* Work to complete
Starting at the first line and ending at the last, reproduce the records below exactly.
** Data to process follows **
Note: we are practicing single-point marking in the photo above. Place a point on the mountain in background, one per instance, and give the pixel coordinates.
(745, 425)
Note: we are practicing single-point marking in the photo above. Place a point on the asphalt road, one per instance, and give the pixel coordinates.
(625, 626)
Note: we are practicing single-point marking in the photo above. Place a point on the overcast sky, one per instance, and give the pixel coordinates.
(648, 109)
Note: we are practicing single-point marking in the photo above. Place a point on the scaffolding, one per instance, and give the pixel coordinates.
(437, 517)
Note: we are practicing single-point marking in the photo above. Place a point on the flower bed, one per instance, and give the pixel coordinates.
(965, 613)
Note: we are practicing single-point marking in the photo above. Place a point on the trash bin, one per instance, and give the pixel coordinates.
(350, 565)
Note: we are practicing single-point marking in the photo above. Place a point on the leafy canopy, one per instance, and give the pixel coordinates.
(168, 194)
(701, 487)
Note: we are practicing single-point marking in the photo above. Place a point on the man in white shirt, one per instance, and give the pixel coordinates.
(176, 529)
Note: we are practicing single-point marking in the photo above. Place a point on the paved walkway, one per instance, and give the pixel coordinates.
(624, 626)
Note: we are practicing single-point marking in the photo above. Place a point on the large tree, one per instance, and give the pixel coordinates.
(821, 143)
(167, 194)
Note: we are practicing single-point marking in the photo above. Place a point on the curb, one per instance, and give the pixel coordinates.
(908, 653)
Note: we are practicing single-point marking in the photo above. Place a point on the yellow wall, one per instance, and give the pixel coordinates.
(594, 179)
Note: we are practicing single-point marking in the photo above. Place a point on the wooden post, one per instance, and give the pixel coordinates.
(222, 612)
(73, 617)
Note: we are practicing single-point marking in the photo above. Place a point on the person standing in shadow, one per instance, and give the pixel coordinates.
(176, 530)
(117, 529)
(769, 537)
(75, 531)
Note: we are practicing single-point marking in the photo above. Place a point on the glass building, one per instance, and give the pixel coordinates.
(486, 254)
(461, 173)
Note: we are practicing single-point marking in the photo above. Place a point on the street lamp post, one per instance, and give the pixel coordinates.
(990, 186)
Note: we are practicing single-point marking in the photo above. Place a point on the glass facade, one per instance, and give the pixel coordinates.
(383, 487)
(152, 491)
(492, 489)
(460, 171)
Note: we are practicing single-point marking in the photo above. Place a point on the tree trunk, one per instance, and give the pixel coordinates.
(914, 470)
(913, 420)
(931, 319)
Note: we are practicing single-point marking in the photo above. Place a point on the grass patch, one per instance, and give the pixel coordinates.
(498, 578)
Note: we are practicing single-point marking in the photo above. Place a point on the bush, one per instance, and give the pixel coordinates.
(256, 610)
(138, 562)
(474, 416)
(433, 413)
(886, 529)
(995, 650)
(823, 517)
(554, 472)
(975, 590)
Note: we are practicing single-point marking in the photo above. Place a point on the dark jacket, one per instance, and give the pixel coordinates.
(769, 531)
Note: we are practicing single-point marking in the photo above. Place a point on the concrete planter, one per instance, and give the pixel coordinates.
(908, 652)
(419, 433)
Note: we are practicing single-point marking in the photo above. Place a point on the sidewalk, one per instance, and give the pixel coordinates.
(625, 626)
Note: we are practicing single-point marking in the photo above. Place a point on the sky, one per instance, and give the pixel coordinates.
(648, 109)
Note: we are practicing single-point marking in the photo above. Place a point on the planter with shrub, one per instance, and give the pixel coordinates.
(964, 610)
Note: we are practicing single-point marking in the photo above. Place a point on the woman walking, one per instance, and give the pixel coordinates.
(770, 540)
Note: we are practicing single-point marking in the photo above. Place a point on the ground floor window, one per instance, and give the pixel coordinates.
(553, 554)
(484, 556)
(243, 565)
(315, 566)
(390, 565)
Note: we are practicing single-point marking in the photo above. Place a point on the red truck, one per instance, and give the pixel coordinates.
** End of Data to process **
* Response area
Note: we are practicing single-point marking in the photo above. Place a point on the mountain in background, one per instance, and give the pixel coordinates.
(745, 425)
Note: we are practicing single-point marking in the photo above. Place a point on the asphalt road, one per instance, and give the pixel coordinates.
(625, 626)
Note: we are practicing single-point marking in the photo above. Place a point on the overcast sky, one per instance, and give the pixel coordinates.
(648, 109)
Note: we are practicing single-point marking in the photo above. Place a point on the scaffolding, one per instance, and give the pixel coordinates.
(437, 517)
Note: we are practicing single-point marking in the photo above. Place a point on the flower bed, one per instance, and give the pixel coordinates.
(965, 613)
Note: we are practicing single-point marking in the photo above. Place a point on the trash bin, one per instance, and give the pixel coordinates.
(350, 565)
Note: we are practicing single-point marking in the photo above. Place a point on the leafy canopy, one per instance, and give the pixel coordinates.
(168, 194)
(701, 487)
Note: we are practicing single-point marking in the photo above. Place a point on the man in white shirt, one per instance, and give the pixel coordinates.
(176, 529)
Note: we are practicing single-point marking in the photo above. Place a point on the paved walkway, one per instance, and give the pixel coordinates.
(624, 626)
Note: we are practicing single-point marking in the photo above. Place a point on the large tree, one per instance, and give the pixel coordinates.
(821, 143)
(167, 194)
Note: we are practicing single-point marking in the photo above. Place a point on the curb, one per instance, and give the pixel coordinates.
(908, 653)
Note: we are practicing single-point marking in the photo above. Place a point on the yellow wall, one per instance, and give the pixel coordinates.
(594, 179)
Note: we are practicing single-point marking in the photo above. Place a point on the wooden post, one per instance, and give the pixel coordinates.
(222, 612)
(73, 617)
Note: we are practicing single-point marking in the photo above. Place a point on the person standing in shadow, one per instance, and give the pixel coordinates.
(176, 530)
(117, 529)
(769, 537)
(75, 531)
Note: we are practicing single-point marking in the photo above. Place a point on the glass building, one per instance, and give the pixel coordinates.
(486, 254)
(461, 173)
Note: we are practicing single-point marking in the photo above. Place a point on the street lamp post, one per instance, and give the pixel coordinates.
(990, 186)
Note: we are practicing single-point marking in the photo above. Place a point on the glass facade, one per instance, and give the pixel coordinates.
(383, 487)
(152, 491)
(492, 489)
(460, 171)
Note: we are practicing single-point marking in the photo above. Place a point on the tree trunk, one per instance, and give the pixel coordinates.
(914, 470)
(913, 420)
(931, 319)
Note: we are practicing single-point marking in the photo above. Place a point on the grass patch, one per instance, and give the pixel coordinates.
(498, 578)
Note: we are practicing single-point marking in the photo above. Place a point on the bush, one per instance, and give the pixel coordinates.
(256, 610)
(138, 562)
(474, 416)
(433, 413)
(886, 529)
(995, 650)
(823, 517)
(554, 472)
(975, 590)
Note: we are practicing single-point marking in the photo above. Place a point on the dark jacket, one per instance, and give the pixel coordinates.
(769, 531)
Note: we are practicing single-point marking in the photo above. Place a point on the concrete planter, one per instance, and give the pixel coordinates.
(908, 652)
(419, 433)
Note: we are practicing single-point marking in the photo above. Place a point on the sidewalk, one per instance, and give the pixel coordinates.
(625, 626)
Note: we are practicing single-point marking in the photo above. Place a point on the sky, one per instance, and give the pixel coordinates.
(648, 109)
Note: we are practicing single-point marking in the photo above. Place a point on the planter with shrub, one per instance, and give the pixel coordinates.
(964, 610)
Note: we are practicing single-point marking in the photo above. Place a point on the woman walking, one per instance, and give the pixel coordinates.
(770, 540)
Note: we are practicing single-point marking in the photo above. Place a point on the ground floor window, one per instance, and give the pixel coordinates.
(553, 554)
(484, 556)
(243, 565)
(315, 566)
(390, 565)
Note: we are practicing single-point marking in the photo above. Place a point on the red truck, one per instance, and give the pixel coordinates.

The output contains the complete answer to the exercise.